What to do: What you return should match the data below exactly, with no pictures in it.

Information supplied:
####

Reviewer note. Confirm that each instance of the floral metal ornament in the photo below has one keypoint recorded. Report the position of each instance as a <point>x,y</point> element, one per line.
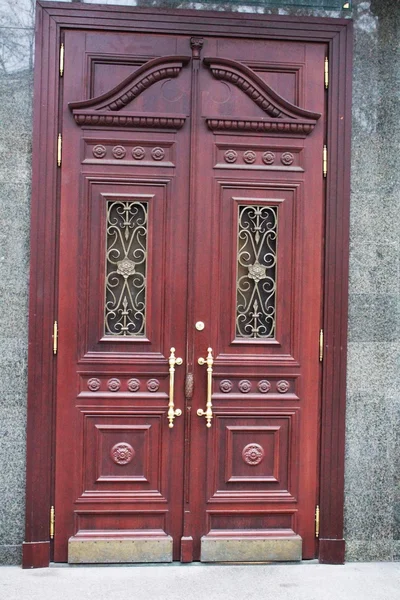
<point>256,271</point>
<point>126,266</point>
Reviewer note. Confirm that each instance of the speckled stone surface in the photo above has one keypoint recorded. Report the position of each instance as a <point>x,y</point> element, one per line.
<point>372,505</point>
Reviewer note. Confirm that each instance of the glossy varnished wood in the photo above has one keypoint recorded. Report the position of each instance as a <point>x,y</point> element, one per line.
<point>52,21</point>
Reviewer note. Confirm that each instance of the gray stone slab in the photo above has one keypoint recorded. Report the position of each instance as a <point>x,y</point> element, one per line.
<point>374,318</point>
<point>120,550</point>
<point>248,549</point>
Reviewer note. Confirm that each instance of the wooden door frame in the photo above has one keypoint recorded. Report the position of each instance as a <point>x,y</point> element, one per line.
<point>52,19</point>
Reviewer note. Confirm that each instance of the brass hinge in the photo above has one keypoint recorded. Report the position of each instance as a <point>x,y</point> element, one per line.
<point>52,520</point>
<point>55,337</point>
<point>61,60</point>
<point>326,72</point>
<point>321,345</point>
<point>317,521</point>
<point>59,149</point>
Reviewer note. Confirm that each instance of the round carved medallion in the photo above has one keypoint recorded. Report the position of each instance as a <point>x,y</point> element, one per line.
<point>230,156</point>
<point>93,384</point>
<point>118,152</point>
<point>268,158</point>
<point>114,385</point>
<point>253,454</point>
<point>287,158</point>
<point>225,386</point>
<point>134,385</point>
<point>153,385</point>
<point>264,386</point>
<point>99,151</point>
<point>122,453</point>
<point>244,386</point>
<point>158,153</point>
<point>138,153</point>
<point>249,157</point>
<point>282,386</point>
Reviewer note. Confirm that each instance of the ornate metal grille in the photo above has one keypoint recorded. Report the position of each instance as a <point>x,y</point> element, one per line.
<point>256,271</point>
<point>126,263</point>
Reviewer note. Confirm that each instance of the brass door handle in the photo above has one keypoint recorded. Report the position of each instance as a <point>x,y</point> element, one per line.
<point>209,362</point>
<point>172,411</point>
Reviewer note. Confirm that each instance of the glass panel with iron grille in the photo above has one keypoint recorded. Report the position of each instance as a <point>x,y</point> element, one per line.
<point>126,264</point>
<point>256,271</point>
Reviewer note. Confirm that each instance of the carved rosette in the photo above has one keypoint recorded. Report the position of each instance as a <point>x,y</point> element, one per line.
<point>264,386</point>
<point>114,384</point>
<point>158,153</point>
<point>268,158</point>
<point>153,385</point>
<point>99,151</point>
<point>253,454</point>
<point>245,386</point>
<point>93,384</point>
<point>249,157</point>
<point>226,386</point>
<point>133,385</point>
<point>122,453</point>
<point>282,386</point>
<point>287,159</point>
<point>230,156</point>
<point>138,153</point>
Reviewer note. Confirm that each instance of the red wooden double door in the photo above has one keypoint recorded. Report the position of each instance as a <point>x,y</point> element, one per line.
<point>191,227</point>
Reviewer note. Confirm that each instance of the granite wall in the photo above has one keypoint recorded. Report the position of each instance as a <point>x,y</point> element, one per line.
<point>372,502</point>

####

Exercise response:
Reviewer note. Confirm that each instance of the floral metal ornament in the photo below has one keypoint recorded. Report the position of each instance as a <point>x,y</point> element, one per line.
<point>256,271</point>
<point>126,266</point>
Reviewer note. Confirm that each instance of the speckled stone surface in the photo above has one keypoint recorded. Report the position of each instance as a <point>x,y</point> element, one per line.
<point>372,505</point>
Reviewer note. Confirm that each instance of the glossy varnished wood in the photo above has one keypoint recorded. Report the position of each instance as a <point>x,y</point> element, one per line.
<point>52,21</point>
Reviewer note. Confirm that each instance of the gray stone slab in the photo above has one keypoint recorded. Report the position of each instance as a <point>x,y</point> element, one per line.
<point>374,318</point>
<point>120,550</point>
<point>248,549</point>
Reviewer note. Confirm that each instance of the wooden door frame in the photo above has one keypoint recorded. Report the position of each instance as a <point>x,y</point> element, one per line.
<point>52,19</point>
Reviewer note. Confirm that each instance of the brass hinge in the photo above has one keypoint recorded. Report the position of each instance as a <point>x,y</point> element, one per line.
<point>52,520</point>
<point>55,337</point>
<point>61,60</point>
<point>326,72</point>
<point>321,345</point>
<point>317,521</point>
<point>59,149</point>
Reviewer note. Confirm that each instance of the round carved medallion in the photo above has one keypoint recorded. Report the position of each instance as a <point>x,y</point> element, one per line.
<point>230,156</point>
<point>93,384</point>
<point>118,152</point>
<point>268,158</point>
<point>114,385</point>
<point>253,454</point>
<point>287,158</point>
<point>225,386</point>
<point>134,385</point>
<point>153,385</point>
<point>264,386</point>
<point>99,151</point>
<point>122,453</point>
<point>244,386</point>
<point>158,153</point>
<point>138,153</point>
<point>249,157</point>
<point>282,386</point>
Reviewer note. Confirm that each instance of the ornate metal grille in the photo above has one keypoint recorded. Report the position of each instance as a <point>x,y</point> element, one per line.
<point>256,271</point>
<point>126,263</point>
Reviewer note. Confirm that each instance of the brass door handle in the photo above has one keypoint recorded. Report the position of each instance as a <point>x,y</point> element, one per line.
<point>209,362</point>
<point>172,411</point>
Reviewer note. Confirm that each instance of the glass panel with iron grille in the photo above has one keypoint recorded. Report the position of each instance as a <point>x,y</point> element, one per line.
<point>126,264</point>
<point>256,271</point>
Reviewer note. Confirm that each instance of the carved rosette in the photo above has one keypoint recorded. Report the position of each instance as a <point>x,y</point> element, one per line.
<point>264,386</point>
<point>114,384</point>
<point>158,153</point>
<point>268,158</point>
<point>153,385</point>
<point>99,151</point>
<point>253,454</point>
<point>245,386</point>
<point>93,384</point>
<point>249,157</point>
<point>226,386</point>
<point>133,385</point>
<point>122,453</point>
<point>282,386</point>
<point>287,159</point>
<point>230,156</point>
<point>138,153</point>
Reviewer note. Confirm that each instance of the red wooden double door in the photo above has one keypoint recorded. Report the position of each instance as a <point>x,y</point> element, one per line.
<point>191,227</point>
Reviewer note. Confirm that each instance of the granite wall in the photo above has one keypoint recorded. Report the position of each instance as a <point>x,y</point> element, one per line.
<point>372,502</point>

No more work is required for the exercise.